-------- Excerpt --------

Implementation:Microsoft Onnxruntime CUDA MixedPrecisionScale
| Knowledge Sources | |
|---|---|
| Domains | Training, CUDA_Kernels |
| Last Updated | 2026-02-10 04:00 GMT |
Overview
Concrete tool for scaling tensors with mixed-precision type conversion in the ONNX Runtime CUDA training framework.
Description
Implements the MixedPrecisionScale operator for CUDA that scales one or more input tensors by a float scale factor while converting to a target data type. The target type is specified via the to attribute (TensorProto_DataType). Supported target types include float16, bfloat16, float, and double. When fuse_outputs is enabled, all output tensors are fused into a single contiguous buffer with computed byte offsets, reducing memory fragmentation. Otherwise, each input produces a separate output tensor. The implementation calls Impl_MixedPrecisionScale for each input tensor to perform the fused scale-and-cast operation on GPU. Registered for MLFloat16, float, and BFloat16 source types.
Usage
Used during mixed-precision training to scale gradients or activations while converting between precision formats, commonly as part of loss scaling.
Code Reference
Source Location
- Repository: Microsoft_Onnxruntime
- File: orttraining/orttraining/training_ops/cuda/math/mixed_precision_scale.cc
- Lines: 1-125
Signature
template <typename SrcT>
class MixedPrecisionScale : public CudaKernel {
MixedPrecisionScale(const OpKernelInfo& info);
Status ComputeInternal(OpKernelContext* context) const;
};
Status BytesPerElement(ONNX_NAMESPACE::TensorProto_DataType to, size_t& bytes_per_elem);
Import
#include "orttraining/training_ops/cuda/math/mixed_precision_scale.h"

-------- Dataset records --------

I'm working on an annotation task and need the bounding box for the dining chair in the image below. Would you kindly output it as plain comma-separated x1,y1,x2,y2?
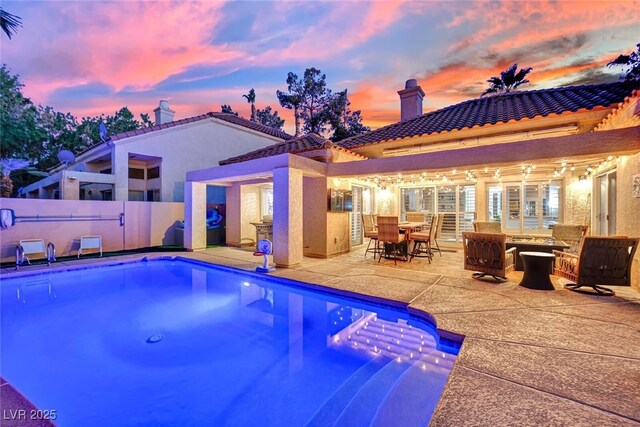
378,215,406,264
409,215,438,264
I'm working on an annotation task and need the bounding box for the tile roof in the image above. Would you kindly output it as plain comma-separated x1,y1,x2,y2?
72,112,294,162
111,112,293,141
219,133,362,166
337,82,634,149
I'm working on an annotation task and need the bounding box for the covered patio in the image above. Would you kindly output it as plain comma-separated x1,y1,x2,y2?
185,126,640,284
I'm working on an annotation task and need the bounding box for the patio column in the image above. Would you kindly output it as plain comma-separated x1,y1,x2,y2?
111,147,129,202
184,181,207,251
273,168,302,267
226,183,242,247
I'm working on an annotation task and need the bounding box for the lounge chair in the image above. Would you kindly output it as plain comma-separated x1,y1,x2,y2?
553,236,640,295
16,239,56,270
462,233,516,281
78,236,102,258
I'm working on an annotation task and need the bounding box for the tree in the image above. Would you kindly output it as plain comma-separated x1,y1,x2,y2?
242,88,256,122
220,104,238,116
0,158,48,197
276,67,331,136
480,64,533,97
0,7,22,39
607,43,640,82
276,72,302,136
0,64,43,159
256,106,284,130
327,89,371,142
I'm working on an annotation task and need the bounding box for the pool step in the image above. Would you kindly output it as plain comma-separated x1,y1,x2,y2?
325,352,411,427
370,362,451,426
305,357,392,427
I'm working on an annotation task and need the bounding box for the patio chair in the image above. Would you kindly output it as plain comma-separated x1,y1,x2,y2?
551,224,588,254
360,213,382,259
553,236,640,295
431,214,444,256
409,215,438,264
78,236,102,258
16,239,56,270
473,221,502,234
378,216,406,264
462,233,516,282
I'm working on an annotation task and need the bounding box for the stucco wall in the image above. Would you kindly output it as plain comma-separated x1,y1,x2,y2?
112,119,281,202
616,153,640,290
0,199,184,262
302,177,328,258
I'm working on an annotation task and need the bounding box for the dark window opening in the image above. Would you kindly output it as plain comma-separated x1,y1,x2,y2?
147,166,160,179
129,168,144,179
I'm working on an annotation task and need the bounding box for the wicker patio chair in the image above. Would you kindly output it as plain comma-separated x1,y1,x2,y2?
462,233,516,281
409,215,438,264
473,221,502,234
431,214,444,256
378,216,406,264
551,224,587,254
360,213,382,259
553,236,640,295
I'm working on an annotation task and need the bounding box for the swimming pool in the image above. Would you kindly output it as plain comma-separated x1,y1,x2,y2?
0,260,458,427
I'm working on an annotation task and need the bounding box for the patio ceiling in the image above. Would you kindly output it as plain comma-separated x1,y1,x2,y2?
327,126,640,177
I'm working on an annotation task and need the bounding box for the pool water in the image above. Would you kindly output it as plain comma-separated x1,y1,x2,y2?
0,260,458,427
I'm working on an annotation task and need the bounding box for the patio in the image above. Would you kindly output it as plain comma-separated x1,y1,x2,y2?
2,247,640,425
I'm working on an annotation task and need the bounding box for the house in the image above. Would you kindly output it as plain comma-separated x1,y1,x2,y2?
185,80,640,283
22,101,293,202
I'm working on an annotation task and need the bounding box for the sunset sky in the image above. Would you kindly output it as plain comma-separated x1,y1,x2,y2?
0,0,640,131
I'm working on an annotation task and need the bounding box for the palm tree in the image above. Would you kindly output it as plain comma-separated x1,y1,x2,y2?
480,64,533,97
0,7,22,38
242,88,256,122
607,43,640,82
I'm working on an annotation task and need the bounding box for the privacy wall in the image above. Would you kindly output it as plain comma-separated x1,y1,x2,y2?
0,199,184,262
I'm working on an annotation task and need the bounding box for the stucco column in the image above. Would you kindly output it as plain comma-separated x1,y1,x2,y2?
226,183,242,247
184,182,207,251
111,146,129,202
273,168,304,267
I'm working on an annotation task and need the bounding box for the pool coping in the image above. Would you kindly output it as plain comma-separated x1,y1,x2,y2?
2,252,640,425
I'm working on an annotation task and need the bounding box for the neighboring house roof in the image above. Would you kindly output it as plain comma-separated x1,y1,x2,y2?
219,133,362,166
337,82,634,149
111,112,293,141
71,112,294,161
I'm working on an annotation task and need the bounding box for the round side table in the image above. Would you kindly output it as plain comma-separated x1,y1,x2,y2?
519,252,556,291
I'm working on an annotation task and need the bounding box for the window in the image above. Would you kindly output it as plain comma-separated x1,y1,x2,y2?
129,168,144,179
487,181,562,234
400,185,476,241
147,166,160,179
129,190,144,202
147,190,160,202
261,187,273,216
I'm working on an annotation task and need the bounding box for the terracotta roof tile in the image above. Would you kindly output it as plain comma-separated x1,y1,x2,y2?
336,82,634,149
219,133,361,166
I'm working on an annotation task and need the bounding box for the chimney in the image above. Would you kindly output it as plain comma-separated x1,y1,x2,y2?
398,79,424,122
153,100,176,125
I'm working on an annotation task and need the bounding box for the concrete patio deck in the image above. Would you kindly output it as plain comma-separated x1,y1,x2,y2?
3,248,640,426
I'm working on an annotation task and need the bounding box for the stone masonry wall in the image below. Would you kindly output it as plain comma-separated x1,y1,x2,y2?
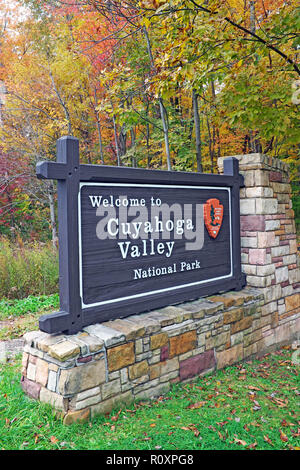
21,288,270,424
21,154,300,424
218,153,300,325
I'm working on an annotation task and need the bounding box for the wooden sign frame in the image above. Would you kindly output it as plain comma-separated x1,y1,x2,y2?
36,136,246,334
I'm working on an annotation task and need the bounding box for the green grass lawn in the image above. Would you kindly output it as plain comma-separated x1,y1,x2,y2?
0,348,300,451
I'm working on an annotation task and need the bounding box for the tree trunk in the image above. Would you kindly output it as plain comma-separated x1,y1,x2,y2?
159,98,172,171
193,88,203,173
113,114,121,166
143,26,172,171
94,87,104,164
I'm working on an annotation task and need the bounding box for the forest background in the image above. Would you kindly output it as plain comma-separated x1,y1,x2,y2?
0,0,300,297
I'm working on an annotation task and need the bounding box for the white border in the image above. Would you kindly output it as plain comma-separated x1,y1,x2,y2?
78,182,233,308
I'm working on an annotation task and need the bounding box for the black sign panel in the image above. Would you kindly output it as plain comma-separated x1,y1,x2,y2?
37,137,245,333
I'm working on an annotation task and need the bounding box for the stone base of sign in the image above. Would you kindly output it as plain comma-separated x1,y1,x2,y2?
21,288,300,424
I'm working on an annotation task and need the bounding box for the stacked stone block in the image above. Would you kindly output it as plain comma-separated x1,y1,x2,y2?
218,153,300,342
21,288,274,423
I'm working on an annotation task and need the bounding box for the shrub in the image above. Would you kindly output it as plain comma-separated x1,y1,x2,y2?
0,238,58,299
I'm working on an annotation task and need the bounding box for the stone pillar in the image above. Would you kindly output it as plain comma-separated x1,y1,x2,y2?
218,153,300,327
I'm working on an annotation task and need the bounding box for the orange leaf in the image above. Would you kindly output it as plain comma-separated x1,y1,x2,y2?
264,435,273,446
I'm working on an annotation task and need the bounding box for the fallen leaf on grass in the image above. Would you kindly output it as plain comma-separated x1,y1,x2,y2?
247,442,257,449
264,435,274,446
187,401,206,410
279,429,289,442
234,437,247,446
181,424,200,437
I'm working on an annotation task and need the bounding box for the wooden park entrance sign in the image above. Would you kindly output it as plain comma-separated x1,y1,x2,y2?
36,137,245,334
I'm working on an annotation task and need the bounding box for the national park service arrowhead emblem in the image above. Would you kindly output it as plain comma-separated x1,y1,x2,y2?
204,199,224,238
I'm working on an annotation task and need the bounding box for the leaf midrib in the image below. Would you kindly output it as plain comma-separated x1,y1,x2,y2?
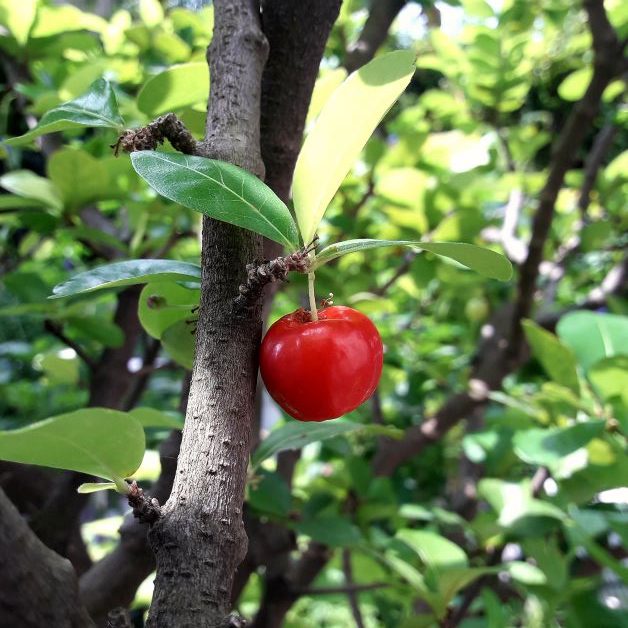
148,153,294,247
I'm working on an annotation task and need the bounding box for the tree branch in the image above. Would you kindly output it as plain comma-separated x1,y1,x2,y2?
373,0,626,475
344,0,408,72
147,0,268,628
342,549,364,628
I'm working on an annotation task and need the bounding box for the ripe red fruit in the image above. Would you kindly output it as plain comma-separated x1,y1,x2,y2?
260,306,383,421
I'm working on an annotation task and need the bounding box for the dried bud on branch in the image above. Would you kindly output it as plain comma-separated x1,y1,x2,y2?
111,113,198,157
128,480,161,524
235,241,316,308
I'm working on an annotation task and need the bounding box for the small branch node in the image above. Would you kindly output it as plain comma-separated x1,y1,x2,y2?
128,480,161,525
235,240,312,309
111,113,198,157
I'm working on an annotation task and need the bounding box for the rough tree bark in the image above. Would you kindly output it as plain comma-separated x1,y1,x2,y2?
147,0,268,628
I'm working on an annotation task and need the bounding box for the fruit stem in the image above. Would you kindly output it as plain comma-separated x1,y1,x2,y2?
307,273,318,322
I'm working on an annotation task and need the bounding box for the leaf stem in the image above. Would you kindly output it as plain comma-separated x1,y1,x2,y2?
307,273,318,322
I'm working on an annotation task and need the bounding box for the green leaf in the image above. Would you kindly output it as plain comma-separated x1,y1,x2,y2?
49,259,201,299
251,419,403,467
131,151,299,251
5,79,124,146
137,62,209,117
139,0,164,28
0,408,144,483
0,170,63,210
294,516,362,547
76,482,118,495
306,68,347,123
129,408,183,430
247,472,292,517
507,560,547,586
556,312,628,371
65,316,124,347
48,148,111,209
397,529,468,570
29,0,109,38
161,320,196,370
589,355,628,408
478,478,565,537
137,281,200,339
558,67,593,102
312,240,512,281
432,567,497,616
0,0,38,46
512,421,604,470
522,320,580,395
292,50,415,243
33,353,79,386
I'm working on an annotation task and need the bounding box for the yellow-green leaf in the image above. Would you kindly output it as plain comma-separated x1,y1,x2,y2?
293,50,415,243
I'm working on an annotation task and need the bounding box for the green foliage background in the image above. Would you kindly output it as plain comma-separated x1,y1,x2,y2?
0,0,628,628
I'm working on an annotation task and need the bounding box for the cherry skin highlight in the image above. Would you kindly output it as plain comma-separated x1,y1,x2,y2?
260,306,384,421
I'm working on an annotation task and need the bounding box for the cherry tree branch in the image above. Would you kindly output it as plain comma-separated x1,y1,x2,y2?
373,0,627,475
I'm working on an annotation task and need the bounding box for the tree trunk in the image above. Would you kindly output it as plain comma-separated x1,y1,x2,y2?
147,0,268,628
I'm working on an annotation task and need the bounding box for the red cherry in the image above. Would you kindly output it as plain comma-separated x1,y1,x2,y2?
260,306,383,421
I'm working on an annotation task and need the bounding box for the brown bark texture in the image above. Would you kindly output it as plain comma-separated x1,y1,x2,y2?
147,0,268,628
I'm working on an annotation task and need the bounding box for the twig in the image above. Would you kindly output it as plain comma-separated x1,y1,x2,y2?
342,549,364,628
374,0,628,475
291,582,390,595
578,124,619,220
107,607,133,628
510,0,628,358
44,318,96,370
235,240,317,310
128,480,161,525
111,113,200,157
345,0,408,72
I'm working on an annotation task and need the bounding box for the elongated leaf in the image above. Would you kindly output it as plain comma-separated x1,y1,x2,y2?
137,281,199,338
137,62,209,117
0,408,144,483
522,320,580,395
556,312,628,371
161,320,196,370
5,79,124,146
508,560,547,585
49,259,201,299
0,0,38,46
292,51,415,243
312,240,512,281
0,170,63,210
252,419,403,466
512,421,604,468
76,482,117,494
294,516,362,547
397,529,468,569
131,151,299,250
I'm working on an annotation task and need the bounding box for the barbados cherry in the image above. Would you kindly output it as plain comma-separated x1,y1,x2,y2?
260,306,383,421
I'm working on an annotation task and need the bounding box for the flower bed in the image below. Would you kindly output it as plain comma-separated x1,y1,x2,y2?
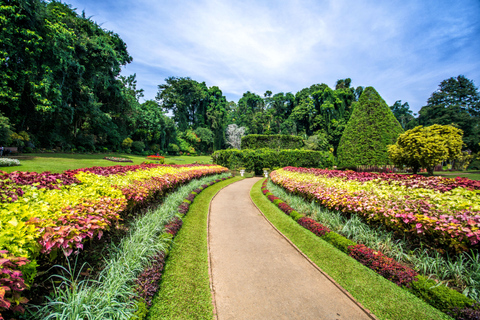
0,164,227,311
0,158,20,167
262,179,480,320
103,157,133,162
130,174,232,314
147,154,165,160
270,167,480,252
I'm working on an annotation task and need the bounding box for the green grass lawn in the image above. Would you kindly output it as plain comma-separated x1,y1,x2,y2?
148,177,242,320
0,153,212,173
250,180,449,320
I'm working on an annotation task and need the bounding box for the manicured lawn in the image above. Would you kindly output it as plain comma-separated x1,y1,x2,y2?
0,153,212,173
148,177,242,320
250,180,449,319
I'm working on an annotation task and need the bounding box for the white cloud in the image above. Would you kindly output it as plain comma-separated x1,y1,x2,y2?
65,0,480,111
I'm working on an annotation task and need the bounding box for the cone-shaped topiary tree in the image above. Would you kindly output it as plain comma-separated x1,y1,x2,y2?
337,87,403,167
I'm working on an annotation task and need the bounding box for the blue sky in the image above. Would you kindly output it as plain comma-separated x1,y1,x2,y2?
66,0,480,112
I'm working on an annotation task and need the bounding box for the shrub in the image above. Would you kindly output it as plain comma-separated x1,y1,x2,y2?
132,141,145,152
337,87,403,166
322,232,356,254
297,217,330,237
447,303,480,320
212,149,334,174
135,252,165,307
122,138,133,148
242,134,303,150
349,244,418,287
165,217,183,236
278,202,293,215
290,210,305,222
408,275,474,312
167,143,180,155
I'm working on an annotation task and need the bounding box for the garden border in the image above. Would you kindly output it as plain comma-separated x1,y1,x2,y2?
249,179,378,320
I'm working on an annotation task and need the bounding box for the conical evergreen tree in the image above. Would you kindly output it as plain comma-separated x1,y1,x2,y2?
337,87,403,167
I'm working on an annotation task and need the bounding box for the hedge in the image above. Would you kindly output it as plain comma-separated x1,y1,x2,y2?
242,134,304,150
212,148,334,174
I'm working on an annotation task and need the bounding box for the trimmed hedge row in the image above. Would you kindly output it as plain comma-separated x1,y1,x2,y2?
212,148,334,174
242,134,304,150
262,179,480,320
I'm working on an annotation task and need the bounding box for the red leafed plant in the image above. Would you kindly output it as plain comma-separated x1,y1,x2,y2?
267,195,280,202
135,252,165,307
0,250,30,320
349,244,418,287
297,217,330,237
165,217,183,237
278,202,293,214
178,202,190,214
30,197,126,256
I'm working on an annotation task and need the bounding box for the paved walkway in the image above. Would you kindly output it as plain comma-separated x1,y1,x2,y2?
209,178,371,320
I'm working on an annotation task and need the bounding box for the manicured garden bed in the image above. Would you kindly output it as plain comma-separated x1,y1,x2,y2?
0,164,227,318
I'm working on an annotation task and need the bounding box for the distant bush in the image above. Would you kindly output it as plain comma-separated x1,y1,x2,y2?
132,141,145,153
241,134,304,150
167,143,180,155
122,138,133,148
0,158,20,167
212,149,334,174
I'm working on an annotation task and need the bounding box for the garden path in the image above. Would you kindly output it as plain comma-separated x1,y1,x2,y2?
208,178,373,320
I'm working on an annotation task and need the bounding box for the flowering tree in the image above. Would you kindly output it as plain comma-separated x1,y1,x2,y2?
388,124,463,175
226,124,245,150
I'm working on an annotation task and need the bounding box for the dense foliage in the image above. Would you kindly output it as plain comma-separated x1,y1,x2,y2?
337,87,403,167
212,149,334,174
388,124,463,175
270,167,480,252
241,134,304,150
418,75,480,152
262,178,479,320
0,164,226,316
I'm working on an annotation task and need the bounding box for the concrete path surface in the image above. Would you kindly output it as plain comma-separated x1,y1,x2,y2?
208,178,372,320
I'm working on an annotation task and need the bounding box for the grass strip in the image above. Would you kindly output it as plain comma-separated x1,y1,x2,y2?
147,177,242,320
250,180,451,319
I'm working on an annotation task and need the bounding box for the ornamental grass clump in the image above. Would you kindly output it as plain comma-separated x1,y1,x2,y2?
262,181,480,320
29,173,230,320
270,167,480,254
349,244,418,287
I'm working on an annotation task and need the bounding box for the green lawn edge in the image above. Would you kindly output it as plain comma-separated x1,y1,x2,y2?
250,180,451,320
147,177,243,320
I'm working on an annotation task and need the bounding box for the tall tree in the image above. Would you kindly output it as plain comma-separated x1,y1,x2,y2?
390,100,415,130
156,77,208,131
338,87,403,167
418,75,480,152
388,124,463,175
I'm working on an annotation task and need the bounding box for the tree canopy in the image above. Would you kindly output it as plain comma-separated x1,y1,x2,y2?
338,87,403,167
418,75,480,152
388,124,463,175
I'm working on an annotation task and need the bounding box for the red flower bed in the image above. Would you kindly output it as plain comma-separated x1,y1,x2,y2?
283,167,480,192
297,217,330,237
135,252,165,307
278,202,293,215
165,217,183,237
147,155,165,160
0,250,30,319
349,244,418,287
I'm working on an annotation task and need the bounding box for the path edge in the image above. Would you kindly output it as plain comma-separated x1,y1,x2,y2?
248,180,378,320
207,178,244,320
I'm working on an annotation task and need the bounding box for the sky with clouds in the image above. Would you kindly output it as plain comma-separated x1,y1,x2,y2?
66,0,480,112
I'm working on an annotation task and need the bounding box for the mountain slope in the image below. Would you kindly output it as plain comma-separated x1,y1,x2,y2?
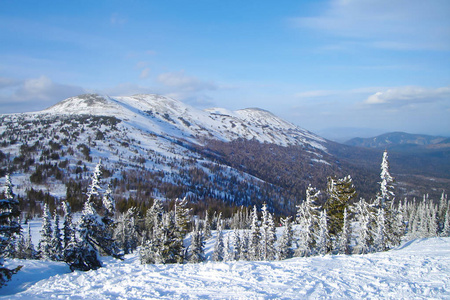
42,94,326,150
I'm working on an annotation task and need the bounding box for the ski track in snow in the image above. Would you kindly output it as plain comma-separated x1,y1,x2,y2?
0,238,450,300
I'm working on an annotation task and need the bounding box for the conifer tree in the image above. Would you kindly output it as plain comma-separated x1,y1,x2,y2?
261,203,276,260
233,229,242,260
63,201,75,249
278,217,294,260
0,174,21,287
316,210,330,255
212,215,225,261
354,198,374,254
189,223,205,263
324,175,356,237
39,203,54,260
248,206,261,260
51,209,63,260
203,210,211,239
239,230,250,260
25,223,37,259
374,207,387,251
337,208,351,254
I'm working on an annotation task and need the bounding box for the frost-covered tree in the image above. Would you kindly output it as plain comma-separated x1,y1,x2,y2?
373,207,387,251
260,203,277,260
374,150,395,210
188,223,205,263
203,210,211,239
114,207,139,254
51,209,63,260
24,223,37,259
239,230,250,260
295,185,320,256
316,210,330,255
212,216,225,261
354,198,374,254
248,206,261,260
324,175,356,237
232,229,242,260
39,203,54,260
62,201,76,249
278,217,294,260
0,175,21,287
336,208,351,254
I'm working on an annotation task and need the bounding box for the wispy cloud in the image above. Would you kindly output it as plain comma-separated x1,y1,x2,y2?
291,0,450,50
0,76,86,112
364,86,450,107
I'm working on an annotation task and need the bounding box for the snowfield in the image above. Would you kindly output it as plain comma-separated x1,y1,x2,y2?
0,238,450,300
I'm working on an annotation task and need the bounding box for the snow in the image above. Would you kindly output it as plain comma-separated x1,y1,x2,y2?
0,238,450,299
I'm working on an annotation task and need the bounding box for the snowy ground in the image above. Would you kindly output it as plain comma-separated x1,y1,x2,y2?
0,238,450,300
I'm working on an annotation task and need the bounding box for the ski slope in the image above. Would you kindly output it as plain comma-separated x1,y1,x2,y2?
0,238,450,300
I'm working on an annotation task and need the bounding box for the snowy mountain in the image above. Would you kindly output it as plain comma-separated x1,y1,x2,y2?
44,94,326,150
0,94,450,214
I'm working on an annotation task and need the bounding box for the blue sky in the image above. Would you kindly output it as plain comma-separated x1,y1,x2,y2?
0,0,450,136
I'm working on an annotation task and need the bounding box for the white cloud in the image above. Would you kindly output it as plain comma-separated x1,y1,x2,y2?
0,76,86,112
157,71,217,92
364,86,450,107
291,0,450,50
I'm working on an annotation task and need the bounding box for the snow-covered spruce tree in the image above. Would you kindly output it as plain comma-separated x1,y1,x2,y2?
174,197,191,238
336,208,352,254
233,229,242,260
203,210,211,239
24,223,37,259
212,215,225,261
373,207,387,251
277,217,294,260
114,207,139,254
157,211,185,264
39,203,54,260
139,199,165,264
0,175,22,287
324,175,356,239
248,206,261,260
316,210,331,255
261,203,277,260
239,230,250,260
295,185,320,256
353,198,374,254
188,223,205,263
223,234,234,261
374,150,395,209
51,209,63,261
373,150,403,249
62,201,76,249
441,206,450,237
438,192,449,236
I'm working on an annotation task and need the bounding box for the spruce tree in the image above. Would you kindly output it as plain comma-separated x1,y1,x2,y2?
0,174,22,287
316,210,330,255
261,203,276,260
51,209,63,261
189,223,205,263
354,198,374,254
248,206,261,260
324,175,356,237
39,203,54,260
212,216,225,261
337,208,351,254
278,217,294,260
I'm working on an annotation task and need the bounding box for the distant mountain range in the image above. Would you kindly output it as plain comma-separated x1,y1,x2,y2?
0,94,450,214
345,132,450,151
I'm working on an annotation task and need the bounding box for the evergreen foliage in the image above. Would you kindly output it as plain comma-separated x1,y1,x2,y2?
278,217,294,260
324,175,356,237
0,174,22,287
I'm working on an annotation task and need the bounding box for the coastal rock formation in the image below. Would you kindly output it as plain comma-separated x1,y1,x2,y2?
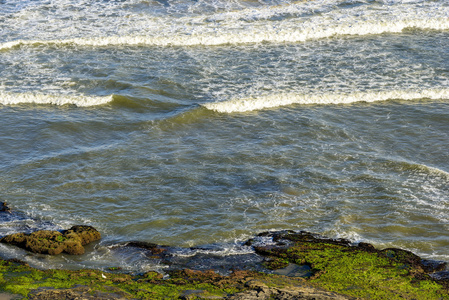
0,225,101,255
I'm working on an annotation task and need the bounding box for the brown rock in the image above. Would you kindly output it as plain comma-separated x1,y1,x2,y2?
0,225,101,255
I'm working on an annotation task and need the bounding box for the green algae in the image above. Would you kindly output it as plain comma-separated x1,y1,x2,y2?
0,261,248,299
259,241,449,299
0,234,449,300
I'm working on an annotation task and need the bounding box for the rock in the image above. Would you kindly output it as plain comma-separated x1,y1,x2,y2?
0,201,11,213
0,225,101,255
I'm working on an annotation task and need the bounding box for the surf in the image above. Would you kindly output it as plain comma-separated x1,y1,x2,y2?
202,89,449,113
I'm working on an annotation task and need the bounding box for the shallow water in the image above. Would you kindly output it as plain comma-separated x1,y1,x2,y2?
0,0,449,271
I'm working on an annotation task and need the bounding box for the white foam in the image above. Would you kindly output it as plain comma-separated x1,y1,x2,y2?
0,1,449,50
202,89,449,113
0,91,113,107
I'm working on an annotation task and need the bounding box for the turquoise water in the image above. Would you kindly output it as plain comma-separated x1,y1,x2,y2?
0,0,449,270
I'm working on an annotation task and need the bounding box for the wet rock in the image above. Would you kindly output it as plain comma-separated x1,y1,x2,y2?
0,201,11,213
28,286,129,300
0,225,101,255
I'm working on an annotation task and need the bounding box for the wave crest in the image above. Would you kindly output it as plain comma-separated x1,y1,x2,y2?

--------

▸ To be done:
[a] Decide whether each statement agrees with the MixedPrecisionScale page, answering yes or no and quoting the words of the page that decide it. (i) The operator can convert to an int8 target type. (ii) With fuse_outputs enabled, all outputs go into a single contiguous buffer. (iii) The operator is registered for a double source type.
[b] Please resume the MixedPrecisionScale page, picking up right after its last line.

▸ Responses per task:
[a]
(i) No: "Supported target types include float16, bfloat16, float, and double."
(ii) Yes: "When fuse_outputs is enabled, all output tensors are fused into a single contiguous buffer with computed byte offsets"
(iii) No: "Registered for MLFloat16, float, and BFloat16 source types."

[b]
I/O Contract
Inputs
| Name | Type | Required | Description |
|---|---|---|---|
| scale | Tensor(float) | Yes | Scalar scale factor |
| inputs | Tensor(SrcT)... | Yes | One or more tensors to scale and convert |
Outputs
| Name | Type | Description |
|---|---|---|
| outputs | Tensor(DstT)... | Scaled and type-converted tensors (fused or separate based on fuse_outputs) |
Usage Examples
REGISTER_MIXEDPRECISIONSCALE_KERNEL_TYPED(MLFloat16)
REGISTER_MIXEDPRECISIONSCALE_KERNEL_TYPED(float)
REGISTER_MIXEDPRECISIONSCALE_KERNEL_TYPED(BFloat16)
// Converts and scales: input(MLFloat16) * scale -> output(float)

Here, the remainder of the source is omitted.